### Given records

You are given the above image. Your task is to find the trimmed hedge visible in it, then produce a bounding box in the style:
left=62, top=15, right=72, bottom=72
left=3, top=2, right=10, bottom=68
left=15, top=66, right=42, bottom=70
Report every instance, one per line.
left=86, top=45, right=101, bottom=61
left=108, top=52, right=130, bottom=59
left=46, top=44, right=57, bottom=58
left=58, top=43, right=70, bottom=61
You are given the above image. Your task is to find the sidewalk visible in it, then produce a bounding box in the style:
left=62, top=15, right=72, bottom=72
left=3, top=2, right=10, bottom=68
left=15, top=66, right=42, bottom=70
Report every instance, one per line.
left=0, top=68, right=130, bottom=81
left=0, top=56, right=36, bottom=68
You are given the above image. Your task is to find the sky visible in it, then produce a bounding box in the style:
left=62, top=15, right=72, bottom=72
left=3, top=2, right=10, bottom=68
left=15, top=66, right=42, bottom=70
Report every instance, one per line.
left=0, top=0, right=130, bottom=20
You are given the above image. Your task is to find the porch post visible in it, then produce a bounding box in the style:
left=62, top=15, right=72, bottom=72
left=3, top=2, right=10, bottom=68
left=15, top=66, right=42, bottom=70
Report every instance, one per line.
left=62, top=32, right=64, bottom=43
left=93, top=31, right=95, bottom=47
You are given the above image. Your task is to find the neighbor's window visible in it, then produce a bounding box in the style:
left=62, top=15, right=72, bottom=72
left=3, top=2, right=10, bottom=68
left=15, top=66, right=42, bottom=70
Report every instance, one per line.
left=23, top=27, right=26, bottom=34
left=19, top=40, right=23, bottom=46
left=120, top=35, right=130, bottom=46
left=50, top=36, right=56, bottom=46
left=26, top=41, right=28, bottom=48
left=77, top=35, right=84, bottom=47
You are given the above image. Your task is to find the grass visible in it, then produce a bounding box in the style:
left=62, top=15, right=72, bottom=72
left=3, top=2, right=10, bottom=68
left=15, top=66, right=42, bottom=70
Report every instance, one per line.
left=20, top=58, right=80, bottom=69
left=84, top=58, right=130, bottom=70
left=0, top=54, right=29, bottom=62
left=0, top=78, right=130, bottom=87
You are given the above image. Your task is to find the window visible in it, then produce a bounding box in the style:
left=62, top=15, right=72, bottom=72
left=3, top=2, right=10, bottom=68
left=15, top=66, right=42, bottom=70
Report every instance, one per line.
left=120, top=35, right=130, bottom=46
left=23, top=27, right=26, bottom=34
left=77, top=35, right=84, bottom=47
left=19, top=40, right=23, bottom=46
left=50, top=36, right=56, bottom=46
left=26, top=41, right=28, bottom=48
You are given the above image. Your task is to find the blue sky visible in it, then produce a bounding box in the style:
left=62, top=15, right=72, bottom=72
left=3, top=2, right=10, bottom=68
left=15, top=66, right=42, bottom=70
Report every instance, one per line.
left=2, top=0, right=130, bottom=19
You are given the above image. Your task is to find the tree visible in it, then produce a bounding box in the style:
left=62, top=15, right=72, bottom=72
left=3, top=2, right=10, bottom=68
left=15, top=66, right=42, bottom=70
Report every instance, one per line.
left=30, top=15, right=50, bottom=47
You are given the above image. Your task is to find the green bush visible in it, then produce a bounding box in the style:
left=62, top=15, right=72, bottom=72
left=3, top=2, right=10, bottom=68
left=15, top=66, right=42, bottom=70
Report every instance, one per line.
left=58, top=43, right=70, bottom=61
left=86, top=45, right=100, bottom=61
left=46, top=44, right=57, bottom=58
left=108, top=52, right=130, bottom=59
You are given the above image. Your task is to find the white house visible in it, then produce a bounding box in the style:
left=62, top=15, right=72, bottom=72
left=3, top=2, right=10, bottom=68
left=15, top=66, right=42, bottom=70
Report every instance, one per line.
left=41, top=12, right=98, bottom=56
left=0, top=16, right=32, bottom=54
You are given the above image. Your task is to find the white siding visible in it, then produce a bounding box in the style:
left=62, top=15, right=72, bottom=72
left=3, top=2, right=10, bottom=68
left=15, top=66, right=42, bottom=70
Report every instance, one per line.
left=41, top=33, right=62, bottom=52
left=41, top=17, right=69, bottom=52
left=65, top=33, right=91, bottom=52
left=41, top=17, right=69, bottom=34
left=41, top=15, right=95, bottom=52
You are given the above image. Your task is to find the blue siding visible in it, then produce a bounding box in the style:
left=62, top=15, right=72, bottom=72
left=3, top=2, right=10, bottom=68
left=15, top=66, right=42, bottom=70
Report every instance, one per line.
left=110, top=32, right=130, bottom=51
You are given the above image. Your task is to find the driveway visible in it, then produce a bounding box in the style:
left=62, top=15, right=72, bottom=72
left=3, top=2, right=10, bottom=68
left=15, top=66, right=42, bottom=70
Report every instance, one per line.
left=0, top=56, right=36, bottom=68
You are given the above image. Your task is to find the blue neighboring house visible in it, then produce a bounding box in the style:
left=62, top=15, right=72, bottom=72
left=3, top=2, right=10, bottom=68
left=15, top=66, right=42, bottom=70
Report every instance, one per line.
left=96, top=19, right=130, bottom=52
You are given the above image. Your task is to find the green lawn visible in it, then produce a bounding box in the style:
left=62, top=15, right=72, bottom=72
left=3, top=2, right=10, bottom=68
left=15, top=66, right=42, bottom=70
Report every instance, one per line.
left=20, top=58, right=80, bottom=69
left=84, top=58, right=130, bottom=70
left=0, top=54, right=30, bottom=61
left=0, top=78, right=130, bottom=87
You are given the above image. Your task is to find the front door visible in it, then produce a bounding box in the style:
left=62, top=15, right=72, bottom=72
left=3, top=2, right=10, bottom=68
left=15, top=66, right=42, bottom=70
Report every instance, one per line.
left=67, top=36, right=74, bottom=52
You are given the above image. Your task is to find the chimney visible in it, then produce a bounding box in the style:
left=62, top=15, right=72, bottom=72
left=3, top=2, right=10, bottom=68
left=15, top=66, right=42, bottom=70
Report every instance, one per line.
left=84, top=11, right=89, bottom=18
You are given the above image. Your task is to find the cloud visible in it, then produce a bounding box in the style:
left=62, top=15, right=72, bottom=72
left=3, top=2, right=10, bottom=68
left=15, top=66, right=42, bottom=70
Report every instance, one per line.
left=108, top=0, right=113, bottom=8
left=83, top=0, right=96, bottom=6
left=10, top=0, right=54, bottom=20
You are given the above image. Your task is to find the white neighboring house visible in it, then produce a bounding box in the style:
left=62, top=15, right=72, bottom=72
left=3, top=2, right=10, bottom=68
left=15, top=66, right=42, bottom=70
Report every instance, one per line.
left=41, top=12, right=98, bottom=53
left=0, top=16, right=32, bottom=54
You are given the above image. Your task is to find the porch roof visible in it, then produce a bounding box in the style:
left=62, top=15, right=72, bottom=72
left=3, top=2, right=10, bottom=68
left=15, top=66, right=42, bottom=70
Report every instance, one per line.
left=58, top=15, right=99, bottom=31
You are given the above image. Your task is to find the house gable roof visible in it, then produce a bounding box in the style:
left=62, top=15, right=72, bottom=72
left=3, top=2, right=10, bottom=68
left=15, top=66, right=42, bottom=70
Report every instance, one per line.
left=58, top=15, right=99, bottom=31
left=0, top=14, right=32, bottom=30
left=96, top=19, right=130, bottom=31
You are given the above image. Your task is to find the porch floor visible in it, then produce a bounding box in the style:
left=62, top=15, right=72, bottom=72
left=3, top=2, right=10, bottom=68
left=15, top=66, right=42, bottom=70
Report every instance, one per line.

######

*Aim*
Copy all of the material above line by line, changing nothing.

*Full answer*
You are given the above image. Your task is to find the trimmed hedge visible in it, then produce a bounding box in the style:
left=62, top=15, right=72, bottom=72
left=3, top=2, right=10, bottom=68
left=15, top=66, right=42, bottom=70
Report every instance, one per line.
left=86, top=45, right=101, bottom=61
left=108, top=52, right=130, bottom=59
left=46, top=44, right=57, bottom=58
left=58, top=43, right=70, bottom=61
You are given the above image. Your task is to find the sidewalk visible in it, then produce a bounding box in the style:
left=62, top=15, right=72, bottom=72
left=3, top=2, right=10, bottom=68
left=15, top=66, right=42, bottom=70
Report every instance, one per line.
left=0, top=68, right=130, bottom=81
left=0, top=56, right=36, bottom=68
You are given the above image. Your task is to find the sky visible in it, then produce a bounding box in the style:
left=62, top=15, right=72, bottom=72
left=3, top=2, right=10, bottom=68
left=15, top=66, right=42, bottom=70
Report every instance, one per line.
left=0, top=0, right=130, bottom=20
You are given the above image. Your task is to find the porch post visible in it, then produce a bounding box in the style:
left=62, top=15, right=72, bottom=72
left=3, top=2, right=10, bottom=68
left=15, top=66, right=42, bottom=70
Report every instance, one per line.
left=62, top=32, right=64, bottom=43
left=93, top=31, right=95, bottom=47
You are given the above image. Your task is to find the neighbor's window visible in it, then produce a bounding box in the style:
left=62, top=15, right=72, bottom=72
left=3, top=2, right=10, bottom=68
left=15, top=66, right=42, bottom=70
Report every instance, one per line.
left=23, top=27, right=26, bottom=34
left=19, top=40, right=23, bottom=46
left=120, top=35, right=130, bottom=46
left=50, top=36, right=56, bottom=46
left=26, top=41, right=28, bottom=48
left=77, top=35, right=84, bottom=47
You are given the above image. Your task is to find the grass visible in it, then produce a bounding box in the style:
left=62, top=15, right=72, bottom=72
left=3, top=2, right=10, bottom=68
left=15, top=66, right=42, bottom=70
Report every instance, one per line.
left=20, top=58, right=80, bottom=69
left=84, top=58, right=130, bottom=70
left=0, top=54, right=29, bottom=62
left=0, top=78, right=130, bottom=87
You are given the above image. Your task is to find the window visible in it, then produce a bounding box in the style:
left=62, top=15, right=72, bottom=72
left=3, top=2, right=10, bottom=68
left=15, top=66, right=42, bottom=70
Report every instance, one per line.
left=120, top=35, right=130, bottom=46
left=23, top=27, right=26, bottom=34
left=77, top=35, right=84, bottom=47
left=19, top=40, right=23, bottom=46
left=50, top=36, right=56, bottom=46
left=26, top=41, right=28, bottom=48
You are given the above image. Your task is to find the blue sky visible in it, then produce a bounding box in the style:
left=62, top=15, right=72, bottom=72
left=3, top=2, right=10, bottom=68
left=15, top=66, right=42, bottom=70
Report every instance, one per line.
left=2, top=0, right=130, bottom=19
You are given the above image. Your task is to find the tree visible in it, then produce a bounding box in the style:
left=62, top=15, right=72, bottom=72
left=3, top=2, right=10, bottom=68
left=15, top=66, right=42, bottom=70
Report every instance, one per line.
left=30, top=15, right=50, bottom=47
You are given the above image. Your task is to find the green bush visible in it, then produce a bounding box in the style:
left=62, top=15, right=72, bottom=72
left=3, top=2, right=10, bottom=68
left=15, top=66, right=42, bottom=70
Report every instance, one per line.
left=58, top=43, right=70, bottom=61
left=86, top=45, right=100, bottom=61
left=46, top=44, right=57, bottom=58
left=108, top=52, right=130, bottom=59
You are given the above image. Your task is to find the white house visible in it, then produce a bounding box in the style:
left=62, top=15, right=72, bottom=72
left=3, top=2, right=10, bottom=68
left=15, top=66, right=42, bottom=70
Report every instance, one per line.
left=41, top=12, right=98, bottom=56
left=0, top=16, right=32, bottom=54
You are given the above image. Your task is to find the white siding visible in it, then produce a bounding box in the style:
left=62, top=15, right=72, bottom=72
left=3, top=2, right=10, bottom=68
left=15, top=66, right=42, bottom=70
Report every instance, one per line.
left=41, top=33, right=62, bottom=52
left=41, top=17, right=69, bottom=52
left=65, top=33, right=91, bottom=52
left=41, top=17, right=69, bottom=34
left=41, top=15, right=95, bottom=52
You are given the above image. Your task is to find the blue siding visible in it, then produce a bounding box in the style:
left=62, top=15, right=72, bottom=72
left=3, top=2, right=10, bottom=68
left=15, top=66, right=42, bottom=70
Report every instance, one per line.
left=110, top=32, right=130, bottom=51
You are given the above image. Your task is to find the driveway visible in it, then produce a bounding box in the style:
left=62, top=15, right=72, bottom=72
left=3, top=2, right=10, bottom=68
left=15, top=66, right=42, bottom=70
Report every instance, one per line.
left=0, top=56, right=36, bottom=68
You are given the above image. Your task is to find the blue neighboring house visible in it, then produce a bounding box in the style:
left=62, top=15, right=72, bottom=72
left=3, top=2, right=10, bottom=68
left=15, top=66, right=42, bottom=70
Report every instance, one per line.
left=96, top=19, right=130, bottom=52
You are given the above image. Your task is to find the green lawn visible in it, then produce a bounding box in the style:
left=62, top=15, right=72, bottom=72
left=3, top=2, right=10, bottom=68
left=15, top=66, right=42, bottom=70
Report every instance, one per line.
left=20, top=58, right=80, bottom=69
left=84, top=58, right=130, bottom=70
left=0, top=54, right=30, bottom=61
left=0, top=78, right=130, bottom=87
You are given the above image. Your task is to find the front door visible in it, then produce a bounding box in the style:
left=62, top=15, right=72, bottom=72
left=3, top=2, right=10, bottom=68
left=15, top=66, right=42, bottom=70
Report every instance, one per line.
left=67, top=36, right=74, bottom=52
You are given the above image. Your task is to find the chimney visible in it, then produce a bounding box in the style:
left=62, top=15, right=72, bottom=72
left=3, top=2, right=10, bottom=68
left=15, top=66, right=42, bottom=70
Report every instance, one per line.
left=84, top=11, right=89, bottom=18
You are given the above image. Your task is to find the cloud visible in it, then produce a bounding box in the style:
left=62, top=15, right=72, bottom=72
left=3, top=2, right=10, bottom=68
left=15, top=66, right=42, bottom=70
Report every instance, one per line.
left=108, top=0, right=113, bottom=8
left=83, top=0, right=96, bottom=6
left=10, top=0, right=54, bottom=20
You are given the above image. Your task is to find the white neighboring house visible in it, then produce a bounding box in the style:
left=62, top=15, right=72, bottom=72
left=3, top=2, right=10, bottom=68
left=15, top=66, right=42, bottom=70
Report every instance, one per line.
left=41, top=12, right=98, bottom=53
left=0, top=16, right=32, bottom=54
You are given the above image. Your task is to find the porch roof visible in it, then produce a bounding box in the style:
left=62, top=15, right=72, bottom=72
left=3, top=2, right=10, bottom=68
left=15, top=66, right=42, bottom=70
Report every instance, one per line.
left=58, top=15, right=99, bottom=31
You are given the above image. Your task is to find the house gable roof visible in it, then produce a bounding box in the style:
left=62, top=15, right=72, bottom=72
left=3, top=2, right=10, bottom=68
left=15, top=66, right=42, bottom=70
Report every instance, one per line.
left=58, top=15, right=99, bottom=31
left=0, top=14, right=32, bottom=30
left=96, top=19, right=130, bottom=31
You are given the above image. Your task is to find the porch floor visible in it, then produce a bounding box in the style:
left=62, top=15, right=72, bottom=72
left=3, top=2, right=10, bottom=68
left=15, top=66, right=42, bottom=70
Report every instance, one per line.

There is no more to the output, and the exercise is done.